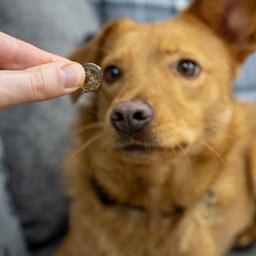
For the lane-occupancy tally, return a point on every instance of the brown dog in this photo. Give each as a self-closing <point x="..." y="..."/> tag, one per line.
<point x="165" y="163"/>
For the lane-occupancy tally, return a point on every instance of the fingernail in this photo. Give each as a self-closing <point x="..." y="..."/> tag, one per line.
<point x="72" y="75"/>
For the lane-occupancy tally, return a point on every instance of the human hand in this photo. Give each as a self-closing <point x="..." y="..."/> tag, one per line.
<point x="28" y="74"/>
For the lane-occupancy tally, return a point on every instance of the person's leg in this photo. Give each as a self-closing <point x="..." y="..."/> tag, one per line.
<point x="11" y="238"/>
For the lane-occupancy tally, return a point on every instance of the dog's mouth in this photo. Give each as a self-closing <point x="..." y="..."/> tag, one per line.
<point x="149" y="149"/>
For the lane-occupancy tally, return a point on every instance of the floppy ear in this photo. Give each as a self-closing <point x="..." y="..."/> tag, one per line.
<point x="93" y="51"/>
<point x="233" y="20"/>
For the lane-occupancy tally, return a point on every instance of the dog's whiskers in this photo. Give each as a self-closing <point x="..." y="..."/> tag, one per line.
<point x="216" y="153"/>
<point x="89" y="126"/>
<point x="92" y="139"/>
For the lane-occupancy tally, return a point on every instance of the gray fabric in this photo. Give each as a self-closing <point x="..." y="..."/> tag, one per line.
<point x="36" y="136"/>
<point x="12" y="241"/>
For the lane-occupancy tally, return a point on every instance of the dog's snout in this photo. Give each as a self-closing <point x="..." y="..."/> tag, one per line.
<point x="131" y="116"/>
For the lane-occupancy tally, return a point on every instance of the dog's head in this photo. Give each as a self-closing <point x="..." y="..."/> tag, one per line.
<point x="167" y="86"/>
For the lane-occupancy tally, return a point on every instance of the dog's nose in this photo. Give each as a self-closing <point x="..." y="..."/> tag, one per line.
<point x="131" y="116"/>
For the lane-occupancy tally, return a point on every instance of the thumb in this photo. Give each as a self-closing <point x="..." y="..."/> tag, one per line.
<point x="39" y="83"/>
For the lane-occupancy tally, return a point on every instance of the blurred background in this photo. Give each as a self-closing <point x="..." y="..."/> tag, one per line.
<point x="37" y="136"/>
====
**SHORT EXERCISE**:
Copy out, word for word, the part of the entries that opens with the line containing "the dog's nose" and closes with the final line of the entries.

**RESULT**:
For the lane-occupancy tally, return a point on every instance of the dog's nose in this photo. Give each as a self-closing <point x="..." y="..."/> tag, one per line.
<point x="131" y="116"/>
For the lane-occupancy tally, return a point on every instance of the thumb in this photo. Give each as a self-closing <point x="..." y="..."/> tag, one per line.
<point x="39" y="83"/>
For the lane-occupancy tally, return a point on every instance of the blurred background in this photo. Give each as a self-closing <point x="..." y="..."/> tag, one per line.
<point x="37" y="136"/>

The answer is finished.